SOURCE RECORDS:
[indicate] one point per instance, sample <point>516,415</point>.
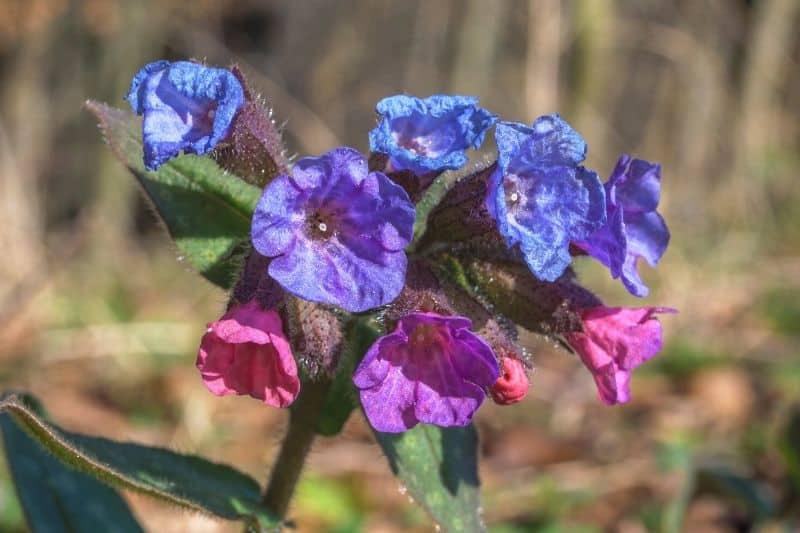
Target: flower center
<point>425,336</point>
<point>420,145</point>
<point>513,196</point>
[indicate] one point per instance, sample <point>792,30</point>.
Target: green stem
<point>296,444</point>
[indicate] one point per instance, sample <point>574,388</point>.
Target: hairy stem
<point>295,447</point>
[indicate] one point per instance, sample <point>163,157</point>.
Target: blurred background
<point>102,322</point>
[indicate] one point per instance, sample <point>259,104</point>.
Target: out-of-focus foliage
<point>102,322</point>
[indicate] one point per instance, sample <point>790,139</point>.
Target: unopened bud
<point>315,333</point>
<point>512,385</point>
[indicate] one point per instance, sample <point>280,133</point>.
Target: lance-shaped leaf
<point>439,469</point>
<point>184,480</point>
<point>206,210</point>
<point>56,497</point>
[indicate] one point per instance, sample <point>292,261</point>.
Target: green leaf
<point>184,480</point>
<point>55,497</point>
<point>206,210</point>
<point>342,398</point>
<point>439,469</point>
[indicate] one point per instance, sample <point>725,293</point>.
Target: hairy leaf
<point>184,480</point>
<point>439,469</point>
<point>57,498</point>
<point>206,210</point>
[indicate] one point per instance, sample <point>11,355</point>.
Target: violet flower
<point>634,228</point>
<point>431,369</point>
<point>186,106</point>
<point>539,196</point>
<point>614,341</point>
<point>246,352</point>
<point>335,231</point>
<point>429,134</point>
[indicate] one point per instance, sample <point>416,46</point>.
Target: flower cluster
<point>333,232</point>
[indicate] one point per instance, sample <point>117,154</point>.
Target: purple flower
<point>430,134</point>
<point>186,106</point>
<point>336,232</point>
<point>431,369</point>
<point>634,229</point>
<point>539,196</point>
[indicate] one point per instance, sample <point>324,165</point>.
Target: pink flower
<point>512,385</point>
<point>246,352</point>
<point>614,341</point>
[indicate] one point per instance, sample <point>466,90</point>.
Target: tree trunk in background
<point>24,139</point>
<point>544,57</point>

TASK DESCRIPTION:
Extract from the listing above the lines between the line containing "[indicate] one point per instance, sample <point>11,355</point>." and the line containing "instance, sample <point>117,154</point>.", keeping both of those lines. Output nothing else.

WRITTEN ANSWER:
[indicate] one point per instance, sample <point>11,355</point>.
Target: violet flower
<point>634,228</point>
<point>431,369</point>
<point>186,106</point>
<point>539,196</point>
<point>614,341</point>
<point>246,352</point>
<point>335,231</point>
<point>429,134</point>
[indicate] one point per instance, sample <point>416,46</point>.
Target: flower cluster
<point>333,232</point>
[indicate] one point per instance, sample <point>117,154</point>.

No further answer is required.